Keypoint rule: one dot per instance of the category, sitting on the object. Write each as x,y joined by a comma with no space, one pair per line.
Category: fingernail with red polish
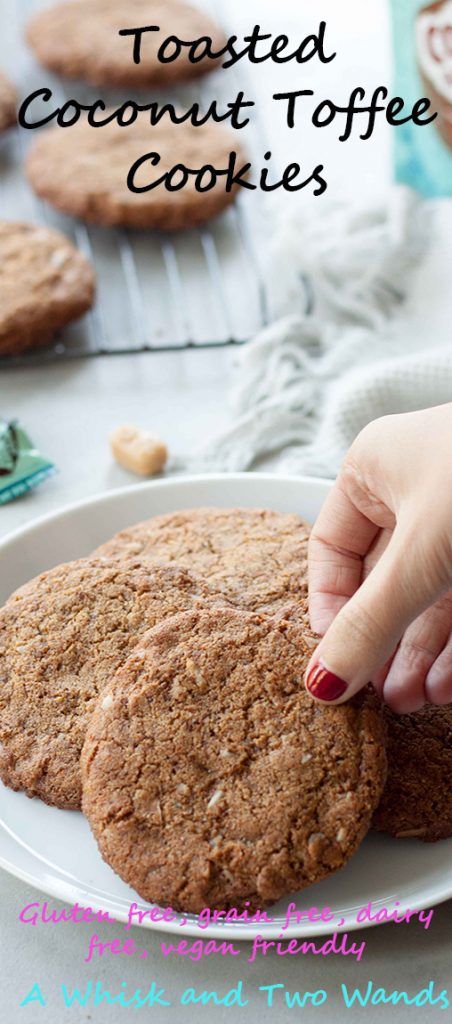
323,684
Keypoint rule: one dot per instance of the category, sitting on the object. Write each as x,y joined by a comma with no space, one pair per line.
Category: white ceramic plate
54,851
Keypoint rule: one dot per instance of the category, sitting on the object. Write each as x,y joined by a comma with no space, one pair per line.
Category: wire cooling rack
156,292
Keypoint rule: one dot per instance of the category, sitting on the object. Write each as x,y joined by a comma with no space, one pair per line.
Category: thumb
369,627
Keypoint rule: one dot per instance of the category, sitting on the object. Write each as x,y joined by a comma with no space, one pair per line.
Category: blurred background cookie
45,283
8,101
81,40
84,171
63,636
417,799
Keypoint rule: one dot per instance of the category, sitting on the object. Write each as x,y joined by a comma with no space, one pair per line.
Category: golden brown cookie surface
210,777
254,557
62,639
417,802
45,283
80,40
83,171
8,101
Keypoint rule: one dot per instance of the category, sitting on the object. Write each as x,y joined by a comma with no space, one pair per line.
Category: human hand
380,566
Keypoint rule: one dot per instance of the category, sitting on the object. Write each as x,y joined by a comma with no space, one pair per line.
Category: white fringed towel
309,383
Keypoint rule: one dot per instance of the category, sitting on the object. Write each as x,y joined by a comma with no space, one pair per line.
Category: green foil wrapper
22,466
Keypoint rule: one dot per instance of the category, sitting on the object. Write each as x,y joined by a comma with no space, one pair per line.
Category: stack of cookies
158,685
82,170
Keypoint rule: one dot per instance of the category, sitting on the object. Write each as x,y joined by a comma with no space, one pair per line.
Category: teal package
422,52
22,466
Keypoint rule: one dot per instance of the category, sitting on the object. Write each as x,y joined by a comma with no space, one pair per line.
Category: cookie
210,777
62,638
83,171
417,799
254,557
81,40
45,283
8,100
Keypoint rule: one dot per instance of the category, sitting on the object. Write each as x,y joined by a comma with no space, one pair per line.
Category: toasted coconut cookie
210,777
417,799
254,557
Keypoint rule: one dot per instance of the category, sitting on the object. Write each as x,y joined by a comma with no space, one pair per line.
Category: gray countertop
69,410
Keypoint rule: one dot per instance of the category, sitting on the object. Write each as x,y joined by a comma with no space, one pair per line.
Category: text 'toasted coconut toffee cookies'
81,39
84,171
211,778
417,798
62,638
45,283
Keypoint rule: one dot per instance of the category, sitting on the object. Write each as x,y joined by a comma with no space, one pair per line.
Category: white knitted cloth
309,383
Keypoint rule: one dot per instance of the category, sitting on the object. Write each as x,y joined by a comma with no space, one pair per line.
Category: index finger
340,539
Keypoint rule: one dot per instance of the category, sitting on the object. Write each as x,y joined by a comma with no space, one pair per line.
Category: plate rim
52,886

--*--

== What you should do ==
The records above are to be repeated exactly, with the pictures left out.

== Response to this exercise ==
Keypoint rule: one dot per instance of the category, sitting on the object. Write each as x,y joined by a comma with no space, one pair per line.
Category: fingernail with red polish
323,684
Keypoint rule: one dot per instance of the category, sitting on the object. Write each as x,y joined by a comma with no space, one pair per line.
Category: white ceramic plate
54,851
Keypoint rule: one dot per instance of the category, sitting on the object. Write each as x,y joined by a comma with no space, one pair per line.
Category: wire cooling rack
156,292
Keypoint rule: one dot per instance of the category, sitting on the object. Write each as x,y joined by a comma with no space, one pair per line.
Category: thumb
369,627
Keypoint rule: one dot per instance of the category, sitting on the object. Write each as x,y joined by a comma with no space, one pair per line.
Category: blurred background cookie
45,283
8,101
81,40
84,171
63,636
417,799
Keypoint rule: one dot per instance of the category, sitting on the object. Write each as x,y joined by a comma with no space, one pair per line.
Category: golden brown cookie surface
210,777
254,557
62,639
417,802
45,283
80,40
83,171
8,101
Keypoint rule: one dot per instance of the category, sitting on the object. Write each as x,y joined by a comma with no space, one pair per line.
Category: human hand
380,566
Keypoint rule: one dot per instance of the category, sitting on the object. Write each as x,y joined by a comma with no space, one pair per line.
Category: white fringed towel
309,383
Keypoint rule: one dot per instance of the category, sitting on the object. Write each as x,y joined by a comma with no space, one pair per line.
Category: green foil wrapper
22,466
Keypoint rule: one dot per instance of the category, sitting on the object. Write each as x,y joined by a comma with no space, one pair per line.
Category: stack of cookies
158,685
82,170
Keypoint rule: one dot per instance of the category, sitting on the object. Write each as x,y joined by a comma with no space, one pair per line.
Category: teal package
422,52
22,466
Keypoint rule: one dot per instance of the category, sitting on the object. Write each as x,y joined by a comma with no space, one pair per line.
Category: cookie
210,777
62,638
83,171
417,799
254,557
81,40
45,283
8,100
Keypoint rule: one dot per instance of the category, sitting on the object. Write each as x,y joined by a comma with no space, one pair per line.
Category: toasted coconut cookie
210,777
417,799
254,557
Keypoint rule: one dot per instance of the category, sitting on the object. Write each as x,y joined by a comma with no space, one pair per line.
Category: gray countertop
69,410
Keypoint rule: one dot per instance of the category, sitting on the object. Write each as x,y joined by a comma with no space, one pair per line.
Category: text 'toasted coconut toffee cookies'
81,39
84,171
211,778
417,798
62,638
45,283
Keypoint rule: one dot per instance of the category, sitting on the object. Write each as x,y joined by a comma with no space, one pair per line.
Category: white knitted cloth
309,383
Keypoint rule: one dot per instance of the category, sitting on the object. Write each as x,y joined by a comma with no space, one pair per line.
Category: index finger
340,539
Keypoint rule: one dot per instance of the category, sitting on the object. Write each as x,y joined by a comma with no space, one pair per line.
Category: plate rim
52,886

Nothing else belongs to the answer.